(Natural-language object grounding data)
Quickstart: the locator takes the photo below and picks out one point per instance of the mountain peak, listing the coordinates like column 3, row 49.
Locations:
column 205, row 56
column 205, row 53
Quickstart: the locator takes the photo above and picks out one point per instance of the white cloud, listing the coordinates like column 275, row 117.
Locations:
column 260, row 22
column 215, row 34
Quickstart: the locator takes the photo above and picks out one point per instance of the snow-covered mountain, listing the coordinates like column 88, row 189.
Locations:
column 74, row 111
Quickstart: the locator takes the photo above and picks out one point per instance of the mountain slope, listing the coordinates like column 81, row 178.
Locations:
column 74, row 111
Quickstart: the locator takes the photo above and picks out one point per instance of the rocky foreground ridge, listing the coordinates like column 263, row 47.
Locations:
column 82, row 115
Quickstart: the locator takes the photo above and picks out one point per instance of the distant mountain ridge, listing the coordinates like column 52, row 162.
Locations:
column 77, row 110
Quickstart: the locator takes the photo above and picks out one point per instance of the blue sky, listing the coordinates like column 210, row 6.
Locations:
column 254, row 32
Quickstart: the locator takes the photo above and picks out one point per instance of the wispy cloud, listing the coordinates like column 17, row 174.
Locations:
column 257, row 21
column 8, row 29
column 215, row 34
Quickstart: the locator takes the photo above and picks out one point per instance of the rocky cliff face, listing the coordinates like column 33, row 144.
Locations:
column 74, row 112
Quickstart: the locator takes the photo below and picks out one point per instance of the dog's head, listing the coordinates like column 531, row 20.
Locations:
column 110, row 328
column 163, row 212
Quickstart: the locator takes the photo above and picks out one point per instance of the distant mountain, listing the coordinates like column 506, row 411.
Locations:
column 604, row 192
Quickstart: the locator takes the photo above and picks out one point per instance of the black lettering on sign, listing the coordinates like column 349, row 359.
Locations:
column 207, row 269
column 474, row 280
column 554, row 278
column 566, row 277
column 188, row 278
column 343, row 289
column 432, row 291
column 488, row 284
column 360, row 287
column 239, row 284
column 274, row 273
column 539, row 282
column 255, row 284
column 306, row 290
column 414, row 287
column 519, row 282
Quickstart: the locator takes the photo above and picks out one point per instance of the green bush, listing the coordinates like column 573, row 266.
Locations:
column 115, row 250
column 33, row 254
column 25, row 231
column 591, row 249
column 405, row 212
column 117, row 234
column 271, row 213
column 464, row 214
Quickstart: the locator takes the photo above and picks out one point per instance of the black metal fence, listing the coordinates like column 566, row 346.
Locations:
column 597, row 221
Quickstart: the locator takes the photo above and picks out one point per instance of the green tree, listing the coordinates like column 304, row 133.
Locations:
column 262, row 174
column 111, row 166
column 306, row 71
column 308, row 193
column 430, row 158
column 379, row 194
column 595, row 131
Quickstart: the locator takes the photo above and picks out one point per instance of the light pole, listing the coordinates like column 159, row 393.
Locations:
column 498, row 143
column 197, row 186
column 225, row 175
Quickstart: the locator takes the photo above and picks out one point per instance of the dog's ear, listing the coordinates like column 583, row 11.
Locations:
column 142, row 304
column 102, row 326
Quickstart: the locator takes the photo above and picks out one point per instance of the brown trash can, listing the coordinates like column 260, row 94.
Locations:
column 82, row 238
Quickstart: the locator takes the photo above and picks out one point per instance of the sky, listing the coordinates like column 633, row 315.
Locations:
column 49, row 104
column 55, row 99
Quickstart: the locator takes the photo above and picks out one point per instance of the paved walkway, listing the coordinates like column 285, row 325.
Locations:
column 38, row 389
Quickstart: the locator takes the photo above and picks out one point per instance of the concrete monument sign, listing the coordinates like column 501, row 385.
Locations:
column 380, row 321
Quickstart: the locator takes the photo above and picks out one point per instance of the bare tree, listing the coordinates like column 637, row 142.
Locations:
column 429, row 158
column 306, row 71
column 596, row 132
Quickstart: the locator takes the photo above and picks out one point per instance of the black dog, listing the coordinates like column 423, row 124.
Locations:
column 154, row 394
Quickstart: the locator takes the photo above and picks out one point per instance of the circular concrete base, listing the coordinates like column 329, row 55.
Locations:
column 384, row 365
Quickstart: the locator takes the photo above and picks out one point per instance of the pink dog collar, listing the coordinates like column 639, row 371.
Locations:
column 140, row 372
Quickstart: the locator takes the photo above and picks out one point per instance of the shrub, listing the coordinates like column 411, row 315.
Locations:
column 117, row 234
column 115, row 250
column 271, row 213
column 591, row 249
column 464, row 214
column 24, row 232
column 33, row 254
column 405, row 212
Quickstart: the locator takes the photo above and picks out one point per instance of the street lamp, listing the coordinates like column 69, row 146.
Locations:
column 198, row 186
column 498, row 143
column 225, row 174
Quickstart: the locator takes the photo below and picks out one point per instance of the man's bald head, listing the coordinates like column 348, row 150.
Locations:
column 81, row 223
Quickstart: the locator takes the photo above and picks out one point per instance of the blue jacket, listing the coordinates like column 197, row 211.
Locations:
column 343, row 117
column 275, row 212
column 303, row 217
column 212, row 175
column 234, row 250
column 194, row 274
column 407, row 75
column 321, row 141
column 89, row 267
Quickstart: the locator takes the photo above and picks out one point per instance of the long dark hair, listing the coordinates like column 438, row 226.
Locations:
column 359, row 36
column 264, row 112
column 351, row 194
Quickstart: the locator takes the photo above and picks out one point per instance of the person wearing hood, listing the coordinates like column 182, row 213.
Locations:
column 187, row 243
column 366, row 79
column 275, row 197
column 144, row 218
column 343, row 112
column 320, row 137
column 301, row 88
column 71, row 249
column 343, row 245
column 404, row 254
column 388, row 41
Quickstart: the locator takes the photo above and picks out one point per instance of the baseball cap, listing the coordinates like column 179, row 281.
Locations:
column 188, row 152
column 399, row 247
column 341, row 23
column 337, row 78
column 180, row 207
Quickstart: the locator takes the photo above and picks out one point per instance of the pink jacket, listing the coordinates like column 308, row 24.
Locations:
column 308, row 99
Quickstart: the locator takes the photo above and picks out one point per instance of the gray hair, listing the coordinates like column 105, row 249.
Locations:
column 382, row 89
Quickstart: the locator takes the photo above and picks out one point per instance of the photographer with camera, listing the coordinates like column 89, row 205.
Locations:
...
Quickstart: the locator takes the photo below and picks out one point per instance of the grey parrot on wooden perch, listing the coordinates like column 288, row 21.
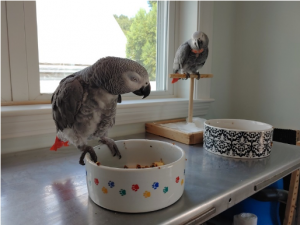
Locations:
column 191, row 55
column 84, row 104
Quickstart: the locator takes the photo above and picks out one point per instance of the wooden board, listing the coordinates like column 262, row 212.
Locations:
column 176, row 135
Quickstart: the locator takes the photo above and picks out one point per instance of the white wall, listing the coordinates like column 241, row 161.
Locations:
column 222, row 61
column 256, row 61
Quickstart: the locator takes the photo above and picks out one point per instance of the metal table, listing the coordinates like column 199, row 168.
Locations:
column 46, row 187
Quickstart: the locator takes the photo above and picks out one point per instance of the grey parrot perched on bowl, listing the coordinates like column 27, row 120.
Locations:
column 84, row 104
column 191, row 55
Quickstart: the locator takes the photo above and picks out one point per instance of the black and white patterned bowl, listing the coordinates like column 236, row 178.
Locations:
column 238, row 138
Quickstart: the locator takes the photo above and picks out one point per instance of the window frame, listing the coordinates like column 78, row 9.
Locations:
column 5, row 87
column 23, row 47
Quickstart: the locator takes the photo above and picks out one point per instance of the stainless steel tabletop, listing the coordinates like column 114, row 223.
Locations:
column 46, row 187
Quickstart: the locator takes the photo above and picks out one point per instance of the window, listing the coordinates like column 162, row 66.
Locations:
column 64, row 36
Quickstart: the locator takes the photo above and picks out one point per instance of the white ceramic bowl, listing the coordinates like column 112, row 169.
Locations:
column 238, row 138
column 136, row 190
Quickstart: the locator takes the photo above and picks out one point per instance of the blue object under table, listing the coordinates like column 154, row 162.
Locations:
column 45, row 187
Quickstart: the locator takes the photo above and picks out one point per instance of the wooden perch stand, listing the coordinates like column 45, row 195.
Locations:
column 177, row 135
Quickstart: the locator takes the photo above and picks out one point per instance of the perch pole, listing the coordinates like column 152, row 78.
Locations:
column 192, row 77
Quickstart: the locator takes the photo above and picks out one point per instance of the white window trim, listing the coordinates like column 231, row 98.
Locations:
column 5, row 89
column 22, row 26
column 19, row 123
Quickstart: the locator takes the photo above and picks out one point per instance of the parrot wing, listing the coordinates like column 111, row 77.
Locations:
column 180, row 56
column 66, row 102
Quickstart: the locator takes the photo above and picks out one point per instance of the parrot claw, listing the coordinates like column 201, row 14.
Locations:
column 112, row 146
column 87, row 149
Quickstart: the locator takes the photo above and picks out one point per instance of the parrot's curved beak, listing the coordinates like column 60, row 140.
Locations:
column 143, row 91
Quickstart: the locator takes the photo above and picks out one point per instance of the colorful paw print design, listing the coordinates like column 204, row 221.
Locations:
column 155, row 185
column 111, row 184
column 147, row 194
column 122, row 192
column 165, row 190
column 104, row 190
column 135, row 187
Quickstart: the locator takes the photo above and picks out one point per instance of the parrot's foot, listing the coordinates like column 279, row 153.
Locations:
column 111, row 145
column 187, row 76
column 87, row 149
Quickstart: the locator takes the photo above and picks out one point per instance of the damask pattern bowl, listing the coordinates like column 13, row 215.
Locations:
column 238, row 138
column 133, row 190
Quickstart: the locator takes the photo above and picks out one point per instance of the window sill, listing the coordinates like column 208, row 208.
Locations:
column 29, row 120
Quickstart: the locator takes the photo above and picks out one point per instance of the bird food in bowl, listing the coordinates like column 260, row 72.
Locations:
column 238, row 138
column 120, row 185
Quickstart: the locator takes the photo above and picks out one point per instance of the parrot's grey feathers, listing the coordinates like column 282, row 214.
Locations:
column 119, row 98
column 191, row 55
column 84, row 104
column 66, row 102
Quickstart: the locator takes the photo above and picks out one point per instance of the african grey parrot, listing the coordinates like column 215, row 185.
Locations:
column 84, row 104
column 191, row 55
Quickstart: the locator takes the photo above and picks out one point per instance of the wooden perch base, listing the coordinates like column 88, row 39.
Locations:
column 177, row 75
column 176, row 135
---
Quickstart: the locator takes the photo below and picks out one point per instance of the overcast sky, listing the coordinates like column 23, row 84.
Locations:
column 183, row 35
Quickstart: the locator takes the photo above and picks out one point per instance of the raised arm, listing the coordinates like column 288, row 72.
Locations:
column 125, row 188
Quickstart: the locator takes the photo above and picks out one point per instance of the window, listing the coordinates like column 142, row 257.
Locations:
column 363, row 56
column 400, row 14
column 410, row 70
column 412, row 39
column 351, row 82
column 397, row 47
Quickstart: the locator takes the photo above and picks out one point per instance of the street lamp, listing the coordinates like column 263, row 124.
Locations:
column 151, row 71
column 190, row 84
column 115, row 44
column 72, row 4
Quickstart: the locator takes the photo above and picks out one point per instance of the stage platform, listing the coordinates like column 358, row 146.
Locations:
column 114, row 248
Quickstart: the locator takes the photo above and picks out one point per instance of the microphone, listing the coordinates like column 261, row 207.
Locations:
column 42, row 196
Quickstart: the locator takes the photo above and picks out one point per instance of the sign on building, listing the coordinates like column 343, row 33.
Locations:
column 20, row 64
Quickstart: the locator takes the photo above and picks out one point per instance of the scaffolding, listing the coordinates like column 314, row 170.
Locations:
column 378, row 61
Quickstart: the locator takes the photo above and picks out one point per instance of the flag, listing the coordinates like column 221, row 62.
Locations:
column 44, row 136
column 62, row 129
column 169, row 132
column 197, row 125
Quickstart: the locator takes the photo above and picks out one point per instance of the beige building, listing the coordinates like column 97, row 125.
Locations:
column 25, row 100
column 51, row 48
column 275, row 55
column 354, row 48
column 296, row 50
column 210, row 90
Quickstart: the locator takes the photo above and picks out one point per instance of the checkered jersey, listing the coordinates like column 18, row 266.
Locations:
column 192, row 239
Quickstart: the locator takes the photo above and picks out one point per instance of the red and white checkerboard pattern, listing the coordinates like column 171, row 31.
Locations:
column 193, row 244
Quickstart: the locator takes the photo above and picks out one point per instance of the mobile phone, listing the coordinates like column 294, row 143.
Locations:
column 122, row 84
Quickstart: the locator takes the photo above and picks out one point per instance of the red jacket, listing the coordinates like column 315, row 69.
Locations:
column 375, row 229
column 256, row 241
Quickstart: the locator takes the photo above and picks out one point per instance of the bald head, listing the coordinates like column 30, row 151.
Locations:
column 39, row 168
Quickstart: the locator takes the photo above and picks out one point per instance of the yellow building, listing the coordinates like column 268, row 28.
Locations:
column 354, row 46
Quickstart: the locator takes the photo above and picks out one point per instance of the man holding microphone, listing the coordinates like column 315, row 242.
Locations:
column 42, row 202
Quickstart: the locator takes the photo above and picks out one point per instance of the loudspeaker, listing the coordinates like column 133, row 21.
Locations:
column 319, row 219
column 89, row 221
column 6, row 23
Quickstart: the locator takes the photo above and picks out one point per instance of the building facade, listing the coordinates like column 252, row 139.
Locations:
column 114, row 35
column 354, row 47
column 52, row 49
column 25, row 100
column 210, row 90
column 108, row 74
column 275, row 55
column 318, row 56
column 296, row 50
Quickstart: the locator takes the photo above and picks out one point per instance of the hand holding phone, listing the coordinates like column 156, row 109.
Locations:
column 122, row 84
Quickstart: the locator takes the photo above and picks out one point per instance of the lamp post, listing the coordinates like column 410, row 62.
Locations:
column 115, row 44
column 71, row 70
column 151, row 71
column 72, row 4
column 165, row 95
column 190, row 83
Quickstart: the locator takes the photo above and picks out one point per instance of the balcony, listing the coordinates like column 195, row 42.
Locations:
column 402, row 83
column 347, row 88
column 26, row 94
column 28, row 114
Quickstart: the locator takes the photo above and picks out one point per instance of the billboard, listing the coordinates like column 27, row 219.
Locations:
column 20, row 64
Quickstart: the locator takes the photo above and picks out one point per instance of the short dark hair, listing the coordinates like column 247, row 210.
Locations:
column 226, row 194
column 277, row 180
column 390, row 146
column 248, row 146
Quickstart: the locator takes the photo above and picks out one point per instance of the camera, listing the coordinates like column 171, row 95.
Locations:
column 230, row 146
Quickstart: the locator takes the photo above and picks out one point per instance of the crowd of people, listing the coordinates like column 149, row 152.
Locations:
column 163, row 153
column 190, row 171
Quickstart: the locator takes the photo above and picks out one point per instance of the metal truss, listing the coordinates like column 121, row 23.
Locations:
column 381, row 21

[WHAT THE EXERCISE ASKS]
For the records above, state the count of lines where "ridge" appears, without any other text.

[ANSWER TO THIS EXERCISE]
2